• **To do**:
All of the material below is to be retyped exactly.

[Dataset excerpt]

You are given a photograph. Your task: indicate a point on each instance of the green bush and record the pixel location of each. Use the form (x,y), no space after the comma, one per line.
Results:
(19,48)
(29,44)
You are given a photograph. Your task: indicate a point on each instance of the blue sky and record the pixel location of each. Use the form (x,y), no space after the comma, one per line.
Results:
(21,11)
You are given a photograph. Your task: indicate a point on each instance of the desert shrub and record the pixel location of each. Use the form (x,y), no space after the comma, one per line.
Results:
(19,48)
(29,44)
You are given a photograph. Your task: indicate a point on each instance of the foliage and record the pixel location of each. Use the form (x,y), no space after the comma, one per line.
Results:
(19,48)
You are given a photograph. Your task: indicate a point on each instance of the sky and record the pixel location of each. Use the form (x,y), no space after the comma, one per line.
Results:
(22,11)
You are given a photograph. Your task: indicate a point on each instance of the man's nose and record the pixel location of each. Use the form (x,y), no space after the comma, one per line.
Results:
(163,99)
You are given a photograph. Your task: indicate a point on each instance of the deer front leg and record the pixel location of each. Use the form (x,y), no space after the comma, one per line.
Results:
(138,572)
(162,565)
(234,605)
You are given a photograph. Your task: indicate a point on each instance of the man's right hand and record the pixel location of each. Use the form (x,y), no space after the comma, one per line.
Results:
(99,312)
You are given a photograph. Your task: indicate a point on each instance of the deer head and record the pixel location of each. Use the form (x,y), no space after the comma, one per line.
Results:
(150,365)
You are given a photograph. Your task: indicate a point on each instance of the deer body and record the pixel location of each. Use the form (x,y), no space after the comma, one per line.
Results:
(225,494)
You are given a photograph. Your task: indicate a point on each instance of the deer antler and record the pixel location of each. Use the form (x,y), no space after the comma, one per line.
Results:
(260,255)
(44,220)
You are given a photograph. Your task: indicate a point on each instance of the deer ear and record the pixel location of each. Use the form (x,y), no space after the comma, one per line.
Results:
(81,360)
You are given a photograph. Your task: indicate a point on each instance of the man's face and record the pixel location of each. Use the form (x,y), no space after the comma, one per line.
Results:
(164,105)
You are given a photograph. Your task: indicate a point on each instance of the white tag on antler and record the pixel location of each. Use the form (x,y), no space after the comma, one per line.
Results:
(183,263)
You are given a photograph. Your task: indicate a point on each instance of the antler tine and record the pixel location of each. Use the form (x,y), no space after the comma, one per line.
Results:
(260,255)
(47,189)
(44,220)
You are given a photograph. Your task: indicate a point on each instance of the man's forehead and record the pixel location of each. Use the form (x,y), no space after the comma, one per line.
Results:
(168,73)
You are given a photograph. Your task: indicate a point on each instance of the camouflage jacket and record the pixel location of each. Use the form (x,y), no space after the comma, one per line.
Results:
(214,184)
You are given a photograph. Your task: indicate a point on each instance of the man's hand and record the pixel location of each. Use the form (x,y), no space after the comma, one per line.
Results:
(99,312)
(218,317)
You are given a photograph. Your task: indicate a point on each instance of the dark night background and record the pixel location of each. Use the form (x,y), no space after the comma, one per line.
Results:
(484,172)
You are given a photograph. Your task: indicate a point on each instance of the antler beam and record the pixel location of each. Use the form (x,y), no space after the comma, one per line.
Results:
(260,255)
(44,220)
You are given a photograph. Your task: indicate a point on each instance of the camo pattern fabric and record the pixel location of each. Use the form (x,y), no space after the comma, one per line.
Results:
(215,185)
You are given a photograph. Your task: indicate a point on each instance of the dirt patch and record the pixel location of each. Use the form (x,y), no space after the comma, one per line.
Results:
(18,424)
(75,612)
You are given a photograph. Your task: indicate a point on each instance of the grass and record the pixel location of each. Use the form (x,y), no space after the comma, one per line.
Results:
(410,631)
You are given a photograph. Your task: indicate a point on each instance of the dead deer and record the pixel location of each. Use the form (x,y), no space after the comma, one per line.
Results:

• **Answer in full**:
You are given a photograph. Your task: indicate a point on each instance of the green bush and record the pixel location of each. Use the form (x,y), no space after the comma, one per line.
Results:
(19,48)
(29,44)
You are given a photograph. Your task: indicate a point on each instance of the blue sky and record the pixel location of each. Use the form (x,y), no space after the comma, one per line.
Results:
(21,11)
You are given a photograph. Your task: indicate a point on each instance of the desert shrub and record the pixel location of each. Use the form (x,y), no space after the comma, one per line.
Results:
(19,48)
(29,44)
You are given a photograph. Your task: indicate a point on each instance of the foliage and record the pixel location of each. Use the form (x,y), no space after the comma, one per line.
Results:
(19,48)
You are given a photograph. Your task: indicate a point on each instance of the sky and record the pixel location of each. Use the form (x,y), no space after the comma, one per line.
Results:
(22,11)
You are given a photograph. Your task: indicate a point on each instance of the man's nose and record the pixel location of each. Use the form (x,y), no space after the comma, one per line.
Results:
(163,99)
You are given a photograph. Your task: indicate a point on each instance of the deer front leg and record the pixel location of each. Use the form (x,y), no space after the comma, one per line.
Results:
(138,572)
(162,565)
(234,605)
You are given a photograph. Your task: indicate a point on each instance of the man's right hand and record the pixel location of each. Use the form (x,y), no space after the comma, one per line.
Results:
(99,312)
You are given a photograph. Your task: indicate a point on each instance of the deer head and record the pixel location of each. Use the form (x,y), no space after the comma, one per line.
Results:
(150,365)
You are given a photograph. Your task: indicate a point on each instance of the deer body and record the pixel location of each. Use the form (x,y), no space after the comma, one per line.
Results:
(225,494)
You are given a photograph. Your task: indicate a point on each instance of the deer antler and record the pixel location of each. Use the form (x,y), no space after the comma, one per line.
Results:
(260,255)
(44,220)
You are given a photograph. Your task: indicate a point on each instance of the deer ear and record the pixel location of each. Use the form (x,y), no space after the comma, one per line.
Results:
(81,360)
You are given a photograph. Your task: indicate a point on each instance of the man's face and record the pixel location of each. Use the form (x,y), no space after the comma, one per line.
Results:
(164,105)
You are given a photograph. Your task: indicate a point on each instance of the white tag on antler and record the pixel location of each. Use the form (x,y), no space after the comma, one per line.
Results:
(183,263)
You are given a photograph. Your task: indicate a point on each instance of the antler tine and record the pixel location of each. Use the form (x,y), no space after the comma, one per line.
Results:
(260,255)
(47,189)
(44,220)
You are given a photograph. Your task: indicate a point on each instance of the man's forehead and record the pixel location of each. Use the form (x,y), no space after the comma, one per line.
Results:
(168,73)
You are given a photograph. Your task: indicate a point on each instance of the camouflage jacket and record the pixel location of each. Use the form (x,y), no space after the comma, one per line.
Results:
(214,184)
You are given a photograph. Your task: indicate a point on each instance of the man's hand and record the pixel location of each. Use the form (x,y), no space after the comma, one per line.
Results:
(99,312)
(218,317)
You are given a photograph. Your task: indicate a point on each instance of the dark night background and record the pixel location of each. Use the form (x,y), no space after the comma, one per line.
Results:
(484,172)
You are given a photograph. Your task: indicate a point on each instance of the antler beam and record the pixel location of each. Use the form (x,y), no space after the comma, one per line.
Results:
(260,255)
(44,220)
You are given a photograph. Your task: indicate a point on each instance of the camo pattern fabric and record the pixel location of each. Use the form (x,y), no space after the comma, one per line.
Results:
(215,185)
You are given a photograph. Your task: indicate a point on each instance of the dirt patch and record the pixel location of each. Use the form (x,y), no space after the comma, one per line.
Results:
(18,424)
(75,612)
You are given a photograph. Your task: indicate a point on each instance of the grass and record the pixel location of each. Use the form (x,y), no space after the comma, one per line.
Results:
(410,631)
You are given a photograph. Your task: indicate a point on each instance of the dead deer and record the pixel location of each. Use the form (x,y), no space after the comma, one per line.
Results:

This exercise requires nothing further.